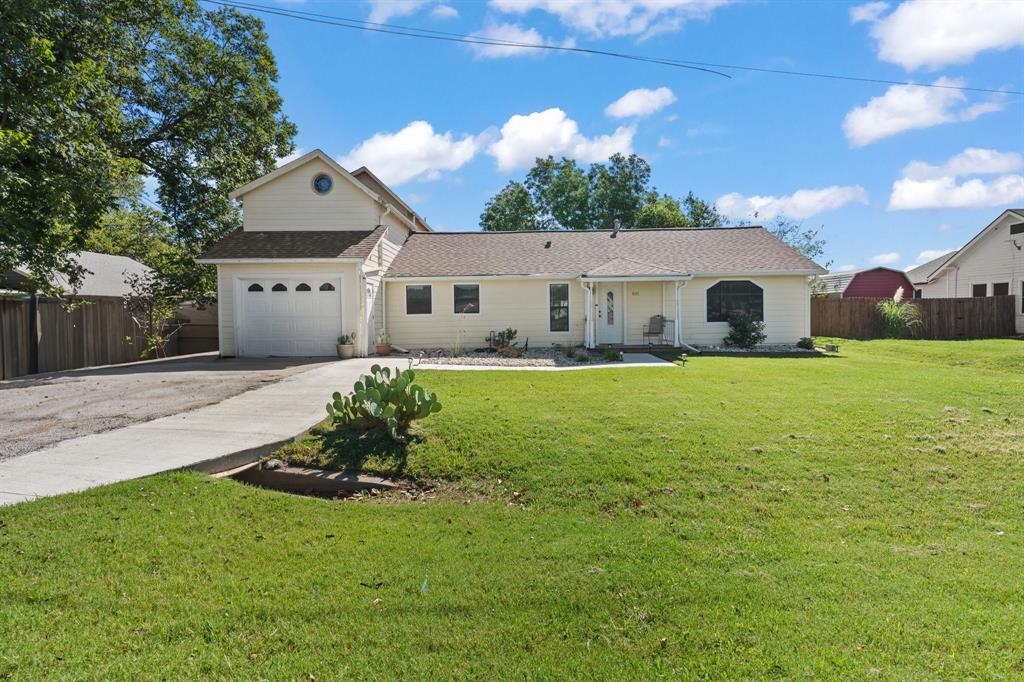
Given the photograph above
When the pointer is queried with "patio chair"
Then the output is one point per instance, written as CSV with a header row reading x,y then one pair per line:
x,y
654,329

> [The task]
Rewrite the lines above with "photograph" replaced by "image" and everything else left unchanged. Omit the picture from your answer.

> [Correct answer]
Given the image above
When the pointer is queried with "patio chair"
Then the output is one point per instance, written as CSV with a header row reading x,y then one pair per line:
x,y
654,329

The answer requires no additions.